Data for this exercise:
[Start of Attachment]

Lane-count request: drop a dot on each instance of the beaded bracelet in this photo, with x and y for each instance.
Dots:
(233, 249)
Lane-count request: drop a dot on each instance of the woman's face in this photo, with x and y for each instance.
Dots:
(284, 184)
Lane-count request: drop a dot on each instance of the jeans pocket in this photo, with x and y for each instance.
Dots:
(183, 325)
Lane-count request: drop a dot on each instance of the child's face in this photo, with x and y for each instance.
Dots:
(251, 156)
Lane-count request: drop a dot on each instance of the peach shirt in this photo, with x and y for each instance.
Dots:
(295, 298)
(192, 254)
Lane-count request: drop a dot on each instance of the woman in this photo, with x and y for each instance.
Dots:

[End of Attachment]
[Start of Attachment]

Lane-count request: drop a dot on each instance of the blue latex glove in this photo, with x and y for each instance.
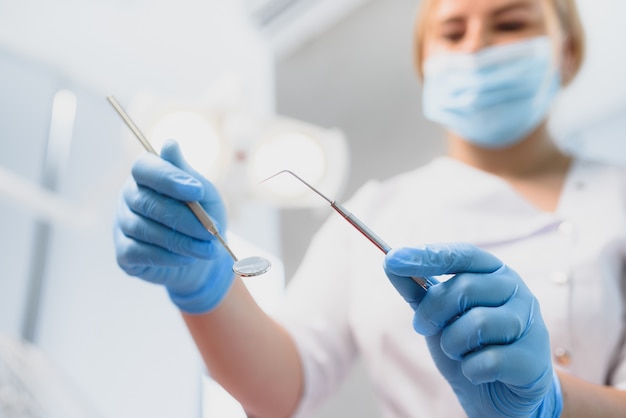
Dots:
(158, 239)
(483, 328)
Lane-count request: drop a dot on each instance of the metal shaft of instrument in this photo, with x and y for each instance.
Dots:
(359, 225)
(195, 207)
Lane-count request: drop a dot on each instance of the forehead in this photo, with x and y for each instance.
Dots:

[End of Attachment]
[Start of Attachment]

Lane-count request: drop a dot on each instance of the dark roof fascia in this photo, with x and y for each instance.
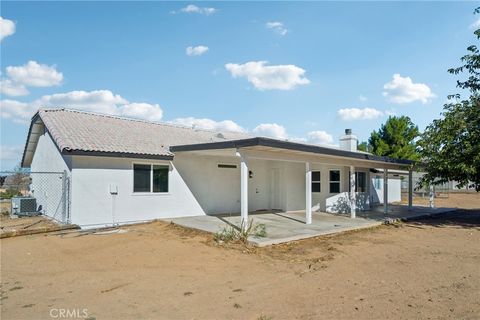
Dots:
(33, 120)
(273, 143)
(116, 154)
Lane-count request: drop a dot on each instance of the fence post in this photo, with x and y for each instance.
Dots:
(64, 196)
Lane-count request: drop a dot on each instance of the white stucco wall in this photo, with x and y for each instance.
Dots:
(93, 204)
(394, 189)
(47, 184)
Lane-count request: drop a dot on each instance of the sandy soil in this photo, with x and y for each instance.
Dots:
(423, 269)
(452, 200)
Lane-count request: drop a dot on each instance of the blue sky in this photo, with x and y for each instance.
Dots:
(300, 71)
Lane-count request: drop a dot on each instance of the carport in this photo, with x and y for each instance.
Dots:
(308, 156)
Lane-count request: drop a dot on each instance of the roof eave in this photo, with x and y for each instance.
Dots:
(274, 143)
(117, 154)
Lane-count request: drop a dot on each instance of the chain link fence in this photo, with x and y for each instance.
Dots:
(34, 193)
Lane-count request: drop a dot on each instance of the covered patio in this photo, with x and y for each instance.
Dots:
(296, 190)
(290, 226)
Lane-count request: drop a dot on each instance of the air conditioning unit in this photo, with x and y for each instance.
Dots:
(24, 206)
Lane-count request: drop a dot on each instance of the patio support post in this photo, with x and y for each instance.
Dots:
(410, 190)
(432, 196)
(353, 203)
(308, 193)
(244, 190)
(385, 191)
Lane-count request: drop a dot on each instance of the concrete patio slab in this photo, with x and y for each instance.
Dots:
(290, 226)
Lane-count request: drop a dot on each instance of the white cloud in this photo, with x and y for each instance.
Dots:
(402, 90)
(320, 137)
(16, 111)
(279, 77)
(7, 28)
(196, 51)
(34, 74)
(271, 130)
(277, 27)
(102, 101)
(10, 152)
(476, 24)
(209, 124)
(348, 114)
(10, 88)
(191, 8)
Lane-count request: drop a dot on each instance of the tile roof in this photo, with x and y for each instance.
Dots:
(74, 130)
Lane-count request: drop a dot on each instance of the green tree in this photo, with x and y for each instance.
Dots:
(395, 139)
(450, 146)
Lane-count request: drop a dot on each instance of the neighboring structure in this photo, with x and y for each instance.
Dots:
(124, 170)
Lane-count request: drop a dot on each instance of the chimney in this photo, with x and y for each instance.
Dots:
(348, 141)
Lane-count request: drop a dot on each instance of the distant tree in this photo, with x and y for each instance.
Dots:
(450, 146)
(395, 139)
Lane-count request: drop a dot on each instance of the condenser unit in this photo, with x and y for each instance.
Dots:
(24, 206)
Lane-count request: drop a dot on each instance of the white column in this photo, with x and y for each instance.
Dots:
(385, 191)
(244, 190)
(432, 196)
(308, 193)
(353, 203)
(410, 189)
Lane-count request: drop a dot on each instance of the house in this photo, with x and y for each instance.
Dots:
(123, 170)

[End of Attachment]

Scan the material above. Extract every line in which the word "patio" occurs.

Written answer:
Lane-count request: drop a dot on each instance of the covered patio in this photo, with x and y for each instance.
Lane-count request: drop a dot on each instance of the patio support post in this photo, with x and y for each instance.
Lane-count request: drop a dot on each instance of the concrete patio slab in this photo, with x and y for each instance.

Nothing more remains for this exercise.